WHAT TO PRODUCE: Gather every line of the records below that contains the word "positive". Case counts, so a line matches only when the letters have the same capitalization.

PROVIDED INFORMATION:
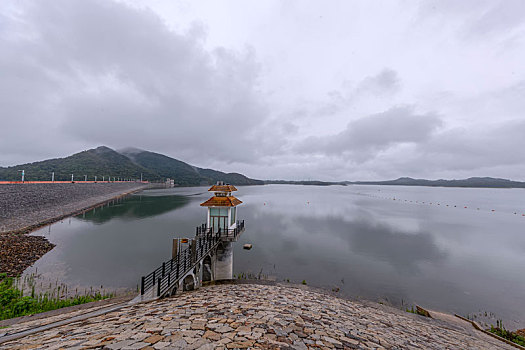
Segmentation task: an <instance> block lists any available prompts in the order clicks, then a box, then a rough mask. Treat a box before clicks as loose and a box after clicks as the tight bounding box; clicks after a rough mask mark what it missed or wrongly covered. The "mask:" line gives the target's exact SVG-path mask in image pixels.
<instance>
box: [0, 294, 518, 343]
mask: <svg viewBox="0 0 525 350" xmlns="http://www.w3.org/2000/svg"><path fill="white" fill-rule="evenodd" d="M467 327H470V325H468V324H467V323H464V324H463V325H461V324H460V322H459V321H458V323H456V322H443V321H440V320H435V319H429V318H424V317H421V316H417V315H413V314H408V313H405V312H402V311H400V310H394V309H391V308H388V307H384V306H382V305H379V304H369V303H361V302H355V301H348V300H344V299H339V298H336V297H333V296H330V295H327V294H323V293H318V292H315V291H311V290H308V289H303V288H297V287H291V286H284V285H257V284H244V285H220V286H210V287H206V288H201V289H199V290H197V291H194V292H187V293H184V294H182V295H179V296H176V297H173V298H168V299H163V300H159V301H154V302H149V303H144V304H137V305H134V306H128V307H125V308H123V309H121V310H119V311H115V312H113V313H109V314H106V315H103V316H98V317H94V318H91V319H88V320H84V321H80V322H77V323H72V324H69V325H66V326H62V327H58V328H54V329H51V330H48V331H45V332H41V333H38V334H34V335H32V336H27V337H25V338H21V339H19V340H17V341H13V342H10V343H4V344H2V345H0V349H60V348H73V349H244V348H264V349H268V348H270V349H278V348H281V349H384V348H385V349H421V348H426V349H513V348H512V347H510V346H508V345H506V344H504V343H500V342H498V341H497V340H495V339H493V338H491V337H488V336H486V335H485V334H483V333H481V332H477V331H473V330H472V329H471V327H470V328H467Z"/></svg>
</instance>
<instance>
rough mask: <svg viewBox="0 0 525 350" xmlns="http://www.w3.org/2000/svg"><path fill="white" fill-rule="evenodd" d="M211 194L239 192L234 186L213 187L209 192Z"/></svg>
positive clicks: (210, 189)
mask: <svg viewBox="0 0 525 350" xmlns="http://www.w3.org/2000/svg"><path fill="white" fill-rule="evenodd" d="M208 191H210V192H233V191H237V189H236V188H235V186H233V185H213V186H211V187H210V189H209V190H208Z"/></svg>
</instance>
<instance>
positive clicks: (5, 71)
mask: <svg viewBox="0 0 525 350" xmlns="http://www.w3.org/2000/svg"><path fill="white" fill-rule="evenodd" d="M0 108H1V109H0V121H1V124H0V166H9V165H14V164H19V163H24V162H31V161H37V160H42V159H46V158H52V157H53V158H54V157H62V156H67V155H69V154H72V153H75V152H78V151H82V150H85V149H89V148H93V147H97V146H100V145H106V146H109V147H112V148H114V149H119V148H123V147H127V146H134V147H138V148H143V149H147V150H151V151H155V152H160V153H164V154H167V155H170V156H172V157H175V158H178V159H181V160H184V161H186V162H189V163H191V164H194V165H197V166H201V167H211V168H215V169H219V170H222V171H227V172H229V171H236V172H242V173H244V174H246V175H248V176H251V177H254V178H263V179H277V178H279V179H321V180H365V179H390V178H396V177H400V176H411V177H424V178H431V179H435V178H463V177H469V176H495V177H504V178H512V179H516V180H525V112H524V111H525V1H522V0H502V1H498V0H491V1H484V0H471V1H467V0H462V1H457V0H450V1H447V0H444V1H421V2H418V1H390V0H388V1H387V0H385V1H368V0H367V1H365V0H363V1H335V0H330V1H303V0H301V1H299V0H297V1H293V0H287V1H246V0H239V1H216V0H210V1H171V0H166V1H162V0H155V1H151V0H148V1H146V0H144V1H131V0H129V1H127V0H125V1H112V0H53V1H36V0H35V1H19V0H13V1H9V0H7V1H6V0H3V1H2V8H1V9H0Z"/></svg>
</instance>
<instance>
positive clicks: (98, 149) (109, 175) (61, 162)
mask: <svg viewBox="0 0 525 350" xmlns="http://www.w3.org/2000/svg"><path fill="white" fill-rule="evenodd" d="M22 169H23V170H25V179H26V180H27V181H42V180H51V173H52V172H55V180H57V181H60V180H64V181H65V180H70V179H71V174H74V176H75V179H76V180H84V175H87V176H88V180H93V179H94V176H97V179H99V180H102V177H103V176H104V177H105V178H107V177H108V176H111V177H120V178H140V174H141V173H142V174H143V176H144V178H148V179H150V180H160V177H159V176H158V175H157V174H156V173H155V172H152V171H150V170H148V169H146V168H143V167H141V166H139V165H137V164H135V163H133V162H132V161H131V160H130V159H129V158H128V157H126V156H124V155H122V154H120V153H118V152H115V151H114V150H112V149H111V148H108V147H104V146H101V147H98V148H95V149H90V150H87V151H83V152H79V153H76V154H73V155H71V156H69V157H65V158H55V159H48V160H44V161H40V162H35V163H28V164H21V165H15V166H12V167H8V168H0V180H8V181H13V180H20V172H19V170H22Z"/></svg>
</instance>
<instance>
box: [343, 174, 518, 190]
mask: <svg viewBox="0 0 525 350" xmlns="http://www.w3.org/2000/svg"><path fill="white" fill-rule="evenodd" d="M346 183H347V184H356V185H399V186H434V187H487V188H525V182H519V181H511V180H507V179H498V178H493V177H470V178H468V179H462V180H444V179H439V180H425V179H413V178H410V177H400V178H399V179H396V180H388V181H355V182H346Z"/></svg>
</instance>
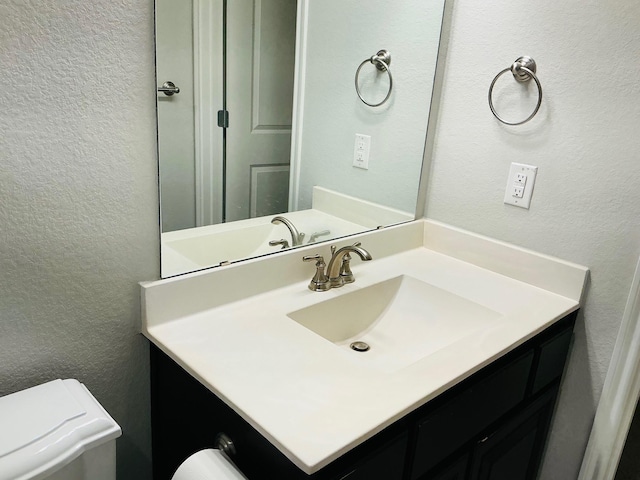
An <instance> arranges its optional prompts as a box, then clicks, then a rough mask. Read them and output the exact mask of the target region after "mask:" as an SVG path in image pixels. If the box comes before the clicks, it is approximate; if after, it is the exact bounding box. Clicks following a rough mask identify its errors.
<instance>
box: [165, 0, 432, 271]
mask: <svg viewBox="0 0 640 480" xmlns="http://www.w3.org/2000/svg"><path fill="white" fill-rule="evenodd" d="M375 2H379V3H380V5H379V6H376V5H372V4H371V0H367V1H366V2H365V0H358V1H353V2H343V1H339V0H326V1H322V2H318V1H315V2H312V1H310V0H299V1H296V0H269V1H262V0H234V1H232V2H231V1H227V0H210V1H204V0H203V1H200V0H194V1H193V2H184V1H183V0H156V48H157V79H158V87H159V89H158V90H159V91H158V95H157V98H158V156H159V162H160V195H161V212H162V245H161V251H162V277H163V278H165V277H169V276H173V275H177V274H181V273H186V272H190V271H194V270H200V269H204V268H209V267H211V266H217V265H220V264H225V263H227V262H235V261H238V260H242V259H245V258H251V257H255V256H259V255H266V254H270V253H276V252H279V251H281V250H282V249H283V248H295V247H297V246H301V245H307V244H308V243H315V242H321V241H327V240H331V239H334V238H339V237H343V236H346V235H351V234H354V233H359V232H362V231H365V230H369V229H372V228H376V227H378V226H381V225H391V224H396V223H400V222H404V221H409V220H412V219H413V218H414V217H415V211H416V201H417V197H418V188H419V179H420V173H421V167H422V160H423V152H424V142H425V135H426V129H427V120H428V116H429V109H430V101H431V96H432V90H433V78H434V73H435V66H436V60H437V55H438V46H439V39H440V27H441V22H442V13H443V8H444V0H434V1H427V2H425V1H424V0H410V1H405V2H402V4H401V5H396V6H394V7H393V8H392V9H391V10H390V11H389V5H388V3H383V2H381V1H380V0H375V1H374V3H375ZM378 7H379V8H378ZM380 11H387V14H385V15H384V16H381V15H379V13H378V12H380ZM381 49H386V50H388V51H389V52H390V53H391V55H392V58H393V63H391V64H390V65H389V68H390V71H391V73H392V75H393V89H392V91H391V94H390V96H389V100H388V101H387V102H385V103H384V104H383V105H381V106H379V107H371V106H368V105H366V104H365V103H363V102H362V101H361V100H360V99H359V98H358V95H357V93H356V89H355V85H354V77H355V73H356V70H357V68H358V66H359V65H360V64H361V63H362V62H363V61H365V60H366V59H369V58H371V56H372V55H374V54H375V53H376V52H378V51H379V50H381ZM390 78H391V76H390V75H388V73H387V72H386V71H384V69H382V70H380V69H378V68H376V67H375V65H373V64H371V63H370V62H367V63H366V64H365V65H364V66H363V67H362V69H361V71H360V75H359V83H358V85H359V88H360V91H361V94H362V95H363V97H364V98H366V99H367V101H368V102H369V103H378V101H379V100H381V99H383V98H384V97H385V95H386V94H387V92H388V91H389V88H390V83H389V80H390ZM169 82H171V83H172V84H173V87H171V88H169V87H166V86H165V85H169ZM174 87H175V88H174ZM178 89H179V92H178V91H177V90H178ZM357 135H364V136H366V137H369V141H370V143H368V145H367V151H366V154H367V158H368V162H367V163H368V164H367V165H366V166H367V168H366V169H364V168H362V166H363V165H362V161H359V159H361V158H360V157H358V155H360V156H361V155H362V152H360V154H359V153H358V148H357V147H358V145H357V142H356V138H357V137H356V136H357ZM278 215H281V216H284V217H285V218H286V219H287V221H288V223H290V225H287V222H275V223H271V221H272V220H273V218H274V217H275V216H278ZM291 225H293V226H294V228H295V230H296V231H297V232H298V234H299V235H300V236H299V237H298V238H295V235H293V234H292V229H291V228H290V227H291Z"/></svg>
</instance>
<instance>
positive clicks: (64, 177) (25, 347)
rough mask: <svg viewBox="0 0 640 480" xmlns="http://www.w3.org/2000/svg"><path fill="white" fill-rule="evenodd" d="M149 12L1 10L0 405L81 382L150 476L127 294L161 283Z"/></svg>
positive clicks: (143, 406)
mask: <svg viewBox="0 0 640 480" xmlns="http://www.w3.org/2000/svg"><path fill="white" fill-rule="evenodd" d="M152 67H153V2H151V1H148V2H146V1H145V2H139V1H133V0H123V1H120V2H112V1H106V0H93V1H91V2H85V1H81V0H52V1H47V2H42V1H36V0H4V1H3V2H1V3H0V72H2V95H1V96H0V272H1V275H0V395H3V394H6V393H9V392H13V391H16V390H19V389H22V388H26V387H30V386H32V385H35V384H38V383H41V382H44V381H48V380H51V379H55V378H77V379H79V380H80V381H81V382H83V383H85V384H86V385H87V387H88V388H89V389H90V390H91V391H92V393H93V394H94V395H95V396H96V397H97V399H98V400H99V401H100V402H101V403H102V404H103V405H104V407H105V408H106V409H107V410H108V411H109V412H110V413H111V414H112V415H113V417H114V418H115V419H116V421H117V422H118V423H119V424H120V425H121V426H122V428H123V431H124V434H123V437H122V438H121V439H120V440H118V472H119V478H122V479H145V478H150V477H151V475H150V468H149V462H150V431H149V430H150V429H149V380H148V378H149V374H148V353H147V342H146V340H145V339H143V337H142V336H141V335H140V334H139V333H138V332H139V300H138V298H139V292H138V286H137V284H136V283H137V282H138V281H140V280H145V279H153V278H157V277H158V271H159V265H158V256H159V254H158V220H157V218H158V206H157V167H156V162H155V120H154V115H155V107H154V99H155V93H154V78H153V68H152Z"/></svg>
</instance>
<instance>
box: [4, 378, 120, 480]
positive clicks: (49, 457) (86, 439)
mask: <svg viewBox="0 0 640 480" xmlns="http://www.w3.org/2000/svg"><path fill="white" fill-rule="evenodd" d="M0 425H1V426H2V427H1V428H0V480H5V479H16V480H18V479H34V478H42V477H44V476H46V475H49V474H51V473H53V472H55V471H56V470H59V469H60V468H62V467H64V466H65V465H67V464H68V463H70V462H72V461H73V460H75V459H76V458H77V457H79V456H80V455H82V453H84V452H85V451H87V450H89V449H91V448H93V447H97V446H98V445H101V444H103V443H105V442H107V441H109V440H112V439H115V438H117V437H119V436H120V434H121V430H120V427H119V426H118V424H117V423H116V422H115V421H114V420H113V419H112V418H111V417H110V416H109V414H108V413H107V412H106V411H105V410H104V408H102V406H101V405H100V404H99V403H98V402H97V400H96V399H95V398H94V397H93V395H91V393H90V392H89V390H87V388H86V387H85V386H84V385H83V384H81V383H80V382H78V381H77V380H73V379H70V380H54V381H52V382H48V383H44V384H42V385H38V386H35V387H32V388H28V389H26V390H22V391H20V392H16V393H12V394H10V395H6V396H4V397H1V398H0Z"/></svg>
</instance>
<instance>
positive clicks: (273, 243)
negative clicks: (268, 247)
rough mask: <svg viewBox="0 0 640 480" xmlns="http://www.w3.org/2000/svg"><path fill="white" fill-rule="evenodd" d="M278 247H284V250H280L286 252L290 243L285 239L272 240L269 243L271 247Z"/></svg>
mask: <svg viewBox="0 0 640 480" xmlns="http://www.w3.org/2000/svg"><path fill="white" fill-rule="evenodd" d="M278 245H282V248H281V249H280V250H284V249H285V248H289V242H288V241H287V240H285V239H284V238H281V239H280V240H270V241H269V246H270V247H277V246H278Z"/></svg>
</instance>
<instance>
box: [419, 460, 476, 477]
mask: <svg viewBox="0 0 640 480" xmlns="http://www.w3.org/2000/svg"><path fill="white" fill-rule="evenodd" d="M468 462H469V455H464V456H462V457H461V458H459V459H457V460H456V461H455V462H453V463H452V464H451V465H449V466H448V467H446V468H444V469H443V470H441V471H439V472H438V473H435V474H433V475H427V476H425V477H423V478H422V479H421V480H465V479H466V478H467V476H466V474H467V463H468Z"/></svg>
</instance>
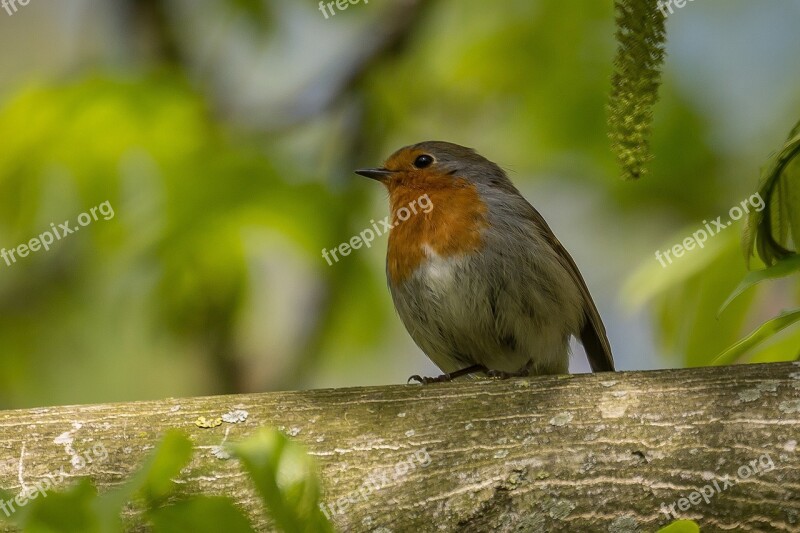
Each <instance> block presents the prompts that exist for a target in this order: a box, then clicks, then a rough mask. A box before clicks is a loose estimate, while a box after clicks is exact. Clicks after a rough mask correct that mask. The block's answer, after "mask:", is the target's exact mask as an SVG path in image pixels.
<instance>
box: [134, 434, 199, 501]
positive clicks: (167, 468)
mask: <svg viewBox="0 0 800 533" xmlns="http://www.w3.org/2000/svg"><path fill="white" fill-rule="evenodd" d="M191 459H192V441H190V440H189V437H187V436H186V435H184V434H183V433H181V432H178V431H170V432H169V433H167V434H166V435H165V436H164V439H163V440H162V441H161V444H160V445H159V446H158V449H157V450H156V453H155V455H154V456H153V457H152V458H151V459H150V461H149V462H148V464H147V466H146V467H145V469H144V472H145V477H144V480H143V483H142V488H141V490H142V493H143V494H144V496H145V498H146V499H147V500H148V501H150V502H156V501H158V500H160V499H162V498H164V497H165V496H167V495H168V494H169V493H170V492H172V489H173V486H174V483H173V481H172V480H173V479H174V478H176V477H178V474H180V472H181V470H182V469H183V468H184V467H185V466H186V465H188V464H189V461H191Z"/></svg>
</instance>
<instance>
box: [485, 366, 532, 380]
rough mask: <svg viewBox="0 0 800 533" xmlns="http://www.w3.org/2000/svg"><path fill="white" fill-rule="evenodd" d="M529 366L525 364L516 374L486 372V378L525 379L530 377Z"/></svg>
mask: <svg viewBox="0 0 800 533" xmlns="http://www.w3.org/2000/svg"><path fill="white" fill-rule="evenodd" d="M530 371H531V369H530V364H527V365H525V366H523V367H522V368H520V369H519V370H517V371H516V372H503V371H502V370H487V371H486V376H487V377H489V378H493V379H511V378H526V377H528V376H529V375H530Z"/></svg>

RESPONSE AREA:
positive clicks: (210, 189)
positive clicks: (5, 71)
positive clicks: (98, 149) (109, 175) (61, 162)
positive clicks: (64, 177) (25, 347)
positive clicks: (143, 406)
positive clicks: (49, 457) (86, 439)
positive clicks: (273, 243)
positive clicks: (167, 468)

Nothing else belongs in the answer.